Work to complete -
Arrange the part of the listing below that opens with the line containing "target | dirt ground" and closes with the line containing "(1096, 244)", both included, as a numbered list with blank lines omitted. Include only those lines.

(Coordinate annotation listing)
▶
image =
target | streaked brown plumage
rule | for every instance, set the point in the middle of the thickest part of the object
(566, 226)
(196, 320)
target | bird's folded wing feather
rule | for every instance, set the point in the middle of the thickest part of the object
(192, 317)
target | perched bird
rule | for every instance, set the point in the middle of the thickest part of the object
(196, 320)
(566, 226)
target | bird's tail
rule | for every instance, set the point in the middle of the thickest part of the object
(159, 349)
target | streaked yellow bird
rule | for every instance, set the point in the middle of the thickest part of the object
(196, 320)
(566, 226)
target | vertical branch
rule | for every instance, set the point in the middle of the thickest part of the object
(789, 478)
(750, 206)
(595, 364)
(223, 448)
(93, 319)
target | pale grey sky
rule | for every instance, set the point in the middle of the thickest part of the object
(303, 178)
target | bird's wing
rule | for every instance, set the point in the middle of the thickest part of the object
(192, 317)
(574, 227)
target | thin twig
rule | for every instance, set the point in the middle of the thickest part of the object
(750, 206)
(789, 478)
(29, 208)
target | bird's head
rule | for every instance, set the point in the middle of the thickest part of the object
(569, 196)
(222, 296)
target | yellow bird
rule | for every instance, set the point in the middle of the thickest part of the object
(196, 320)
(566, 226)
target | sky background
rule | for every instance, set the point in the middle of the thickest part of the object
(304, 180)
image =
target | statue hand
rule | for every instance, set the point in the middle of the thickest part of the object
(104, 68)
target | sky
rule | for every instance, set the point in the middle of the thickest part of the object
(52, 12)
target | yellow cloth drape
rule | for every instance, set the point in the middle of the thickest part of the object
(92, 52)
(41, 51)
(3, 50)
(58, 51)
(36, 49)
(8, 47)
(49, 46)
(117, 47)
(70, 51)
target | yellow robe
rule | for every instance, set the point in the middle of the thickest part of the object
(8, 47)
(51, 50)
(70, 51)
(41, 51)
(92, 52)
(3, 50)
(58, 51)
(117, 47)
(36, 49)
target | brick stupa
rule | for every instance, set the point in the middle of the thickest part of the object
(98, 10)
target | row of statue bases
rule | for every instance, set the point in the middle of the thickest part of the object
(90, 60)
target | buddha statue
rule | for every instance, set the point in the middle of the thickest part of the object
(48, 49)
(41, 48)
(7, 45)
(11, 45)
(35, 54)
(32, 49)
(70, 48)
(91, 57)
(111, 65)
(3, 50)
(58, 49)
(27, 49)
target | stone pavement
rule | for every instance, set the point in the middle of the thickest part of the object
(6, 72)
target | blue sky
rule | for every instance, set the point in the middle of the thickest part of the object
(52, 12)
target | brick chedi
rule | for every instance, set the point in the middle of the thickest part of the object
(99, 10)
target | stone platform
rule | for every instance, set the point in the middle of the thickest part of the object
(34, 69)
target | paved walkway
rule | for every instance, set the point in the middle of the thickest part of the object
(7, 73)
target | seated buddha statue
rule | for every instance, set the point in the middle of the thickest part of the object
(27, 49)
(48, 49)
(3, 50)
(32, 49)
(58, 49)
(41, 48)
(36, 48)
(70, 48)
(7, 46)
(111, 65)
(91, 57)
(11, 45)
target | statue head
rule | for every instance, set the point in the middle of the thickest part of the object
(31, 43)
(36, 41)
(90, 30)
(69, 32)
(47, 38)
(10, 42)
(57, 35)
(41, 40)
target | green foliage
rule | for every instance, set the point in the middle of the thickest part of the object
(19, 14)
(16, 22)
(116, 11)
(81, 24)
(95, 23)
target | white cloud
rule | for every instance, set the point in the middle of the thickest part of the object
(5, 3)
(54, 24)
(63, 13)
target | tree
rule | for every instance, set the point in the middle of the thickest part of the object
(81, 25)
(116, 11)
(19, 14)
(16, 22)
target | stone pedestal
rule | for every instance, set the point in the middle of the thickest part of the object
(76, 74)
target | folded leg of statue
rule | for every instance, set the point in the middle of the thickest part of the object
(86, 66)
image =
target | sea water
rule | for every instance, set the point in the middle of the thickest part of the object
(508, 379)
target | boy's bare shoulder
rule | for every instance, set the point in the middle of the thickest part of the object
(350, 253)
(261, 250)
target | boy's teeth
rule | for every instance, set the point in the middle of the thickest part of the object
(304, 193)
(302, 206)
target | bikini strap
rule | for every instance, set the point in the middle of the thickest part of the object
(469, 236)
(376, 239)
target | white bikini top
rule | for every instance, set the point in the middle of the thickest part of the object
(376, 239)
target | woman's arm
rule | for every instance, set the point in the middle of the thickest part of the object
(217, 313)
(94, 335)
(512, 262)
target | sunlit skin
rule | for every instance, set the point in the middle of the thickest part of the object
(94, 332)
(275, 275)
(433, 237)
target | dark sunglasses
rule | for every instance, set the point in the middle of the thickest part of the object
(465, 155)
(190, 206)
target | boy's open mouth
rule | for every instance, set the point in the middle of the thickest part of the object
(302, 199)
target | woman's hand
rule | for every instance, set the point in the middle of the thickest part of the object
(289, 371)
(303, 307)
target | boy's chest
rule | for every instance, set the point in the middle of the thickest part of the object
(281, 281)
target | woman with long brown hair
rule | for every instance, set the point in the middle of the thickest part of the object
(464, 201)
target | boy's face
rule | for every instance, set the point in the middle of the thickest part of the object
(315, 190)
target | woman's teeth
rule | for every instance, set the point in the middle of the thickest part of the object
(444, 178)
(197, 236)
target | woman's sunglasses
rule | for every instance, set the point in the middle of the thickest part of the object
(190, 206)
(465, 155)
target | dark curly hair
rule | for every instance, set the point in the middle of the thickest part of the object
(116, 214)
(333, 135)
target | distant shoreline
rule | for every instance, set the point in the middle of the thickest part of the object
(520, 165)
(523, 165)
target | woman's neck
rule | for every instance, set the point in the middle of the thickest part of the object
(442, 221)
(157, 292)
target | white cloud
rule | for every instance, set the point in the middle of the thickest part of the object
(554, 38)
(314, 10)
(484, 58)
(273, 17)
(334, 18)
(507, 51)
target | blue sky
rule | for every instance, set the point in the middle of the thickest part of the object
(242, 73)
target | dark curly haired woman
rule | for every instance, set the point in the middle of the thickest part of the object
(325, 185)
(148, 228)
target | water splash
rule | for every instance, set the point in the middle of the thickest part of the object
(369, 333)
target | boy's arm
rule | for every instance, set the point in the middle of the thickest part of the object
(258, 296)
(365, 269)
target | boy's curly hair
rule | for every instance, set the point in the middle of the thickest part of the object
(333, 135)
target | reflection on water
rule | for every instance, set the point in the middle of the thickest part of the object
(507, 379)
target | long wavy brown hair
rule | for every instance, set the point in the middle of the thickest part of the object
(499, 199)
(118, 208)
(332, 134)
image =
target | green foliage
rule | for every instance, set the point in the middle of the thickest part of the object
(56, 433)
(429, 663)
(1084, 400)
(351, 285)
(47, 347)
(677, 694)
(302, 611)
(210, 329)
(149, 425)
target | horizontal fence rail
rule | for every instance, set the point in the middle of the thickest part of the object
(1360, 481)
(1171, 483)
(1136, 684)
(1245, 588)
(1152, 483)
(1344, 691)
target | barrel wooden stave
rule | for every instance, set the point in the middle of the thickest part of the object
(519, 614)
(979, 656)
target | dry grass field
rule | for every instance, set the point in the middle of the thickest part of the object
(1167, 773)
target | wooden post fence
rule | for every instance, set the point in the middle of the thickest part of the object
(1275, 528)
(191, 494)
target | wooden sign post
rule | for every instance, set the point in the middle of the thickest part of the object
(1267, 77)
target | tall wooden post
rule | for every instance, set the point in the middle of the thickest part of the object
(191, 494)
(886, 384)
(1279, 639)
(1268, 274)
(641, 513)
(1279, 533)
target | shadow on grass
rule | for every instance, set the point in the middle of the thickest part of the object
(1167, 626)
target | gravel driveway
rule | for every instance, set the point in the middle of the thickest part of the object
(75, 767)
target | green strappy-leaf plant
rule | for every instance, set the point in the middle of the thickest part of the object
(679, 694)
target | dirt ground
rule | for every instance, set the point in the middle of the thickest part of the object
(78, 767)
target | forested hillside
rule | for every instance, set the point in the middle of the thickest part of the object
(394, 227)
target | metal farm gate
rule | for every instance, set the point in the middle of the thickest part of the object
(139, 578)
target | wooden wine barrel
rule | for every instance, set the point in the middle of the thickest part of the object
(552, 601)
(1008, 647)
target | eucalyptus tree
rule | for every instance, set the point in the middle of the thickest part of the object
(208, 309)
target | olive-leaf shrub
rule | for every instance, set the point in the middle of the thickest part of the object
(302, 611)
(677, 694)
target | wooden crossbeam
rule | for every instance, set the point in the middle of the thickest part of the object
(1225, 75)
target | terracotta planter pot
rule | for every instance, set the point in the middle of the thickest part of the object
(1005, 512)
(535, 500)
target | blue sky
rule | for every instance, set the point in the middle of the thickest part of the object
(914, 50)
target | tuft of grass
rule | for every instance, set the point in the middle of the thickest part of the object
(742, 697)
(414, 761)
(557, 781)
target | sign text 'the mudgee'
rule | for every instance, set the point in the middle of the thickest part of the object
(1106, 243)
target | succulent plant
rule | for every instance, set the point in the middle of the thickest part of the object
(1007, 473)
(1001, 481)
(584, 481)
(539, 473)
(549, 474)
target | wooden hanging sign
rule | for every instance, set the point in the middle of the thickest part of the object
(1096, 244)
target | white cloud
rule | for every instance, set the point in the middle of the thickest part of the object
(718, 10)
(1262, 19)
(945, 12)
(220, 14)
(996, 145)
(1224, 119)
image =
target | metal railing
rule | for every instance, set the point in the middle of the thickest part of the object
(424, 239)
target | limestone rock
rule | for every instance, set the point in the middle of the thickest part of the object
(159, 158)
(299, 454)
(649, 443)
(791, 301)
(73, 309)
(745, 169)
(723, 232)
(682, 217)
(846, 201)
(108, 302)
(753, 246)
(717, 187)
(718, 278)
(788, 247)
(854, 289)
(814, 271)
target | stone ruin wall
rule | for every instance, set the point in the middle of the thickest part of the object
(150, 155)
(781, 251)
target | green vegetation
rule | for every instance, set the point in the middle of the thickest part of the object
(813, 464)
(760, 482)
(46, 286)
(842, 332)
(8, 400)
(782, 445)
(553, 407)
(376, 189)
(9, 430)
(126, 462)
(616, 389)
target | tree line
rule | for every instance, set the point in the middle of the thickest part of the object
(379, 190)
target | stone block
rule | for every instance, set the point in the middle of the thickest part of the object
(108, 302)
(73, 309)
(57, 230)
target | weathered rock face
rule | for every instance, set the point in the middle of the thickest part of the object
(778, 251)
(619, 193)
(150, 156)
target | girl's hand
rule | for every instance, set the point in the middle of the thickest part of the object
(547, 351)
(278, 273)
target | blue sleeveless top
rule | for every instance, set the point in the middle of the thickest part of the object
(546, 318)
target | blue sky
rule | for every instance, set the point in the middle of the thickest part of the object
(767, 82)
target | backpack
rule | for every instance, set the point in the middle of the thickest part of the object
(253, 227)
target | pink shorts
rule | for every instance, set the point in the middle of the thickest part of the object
◀
Right answer -
1. target | dirt ground
2. rule | for every instance, set the point in the middle of the thickest part of the object
3. (78, 767)
4. target | forested hillside
5. rule | for every instance, set the point in the middle of the thickest part of the object
6. (394, 227)
7. target | metal farm gate
8. rule | for every instance, set the point in the middle of the thickest part of the object
9. (139, 578)
10. target | wooden wine barrel
11. rule | for every instance, set the point in the middle of the thickest part of the object
12. (552, 601)
13. (1008, 647)
14. target | eucalyptus tree
15. rule | for every instance, set the point in the middle of the thickest part of the object
16. (208, 309)
17. target | olive-leaf shrub
18. rule | for every instance, set the point in the middle of the thickest part of the object
19. (302, 611)
20. (677, 694)
21. target | wooden crossbeam
22. rule | for every instance, set the point in the middle of the thickest part of the object
23. (1225, 75)
24. target | terracotta planter pot
25. rule | for every instance, set the point in the middle of the thickest part of the object
26. (1005, 512)
27. (535, 500)
28. target | blue sky
29. rule | for every instance, set the point in the middle of the thickest part of the object
30. (914, 50)
31. target | tuft of grass
32. rule | for every instance, set the point in the middle of the thickest part of the object
33. (742, 697)
34. (414, 761)
35. (557, 781)
36. target | sign text 'the mudgee'
37. rule | for every instance, set the point in the middle of the thickest part of the object
38. (1106, 243)
39. target | succulent plant
40. rule | for every instance, set the point in the middle of the thickest part of the object
41. (1007, 473)
42. (1001, 481)
43. (584, 481)
44. (539, 473)
45. (549, 474)
46. target | wooden hanging sign
47. rule | for every instance, set the point in the middle of the thickest part of the object
48. (1096, 244)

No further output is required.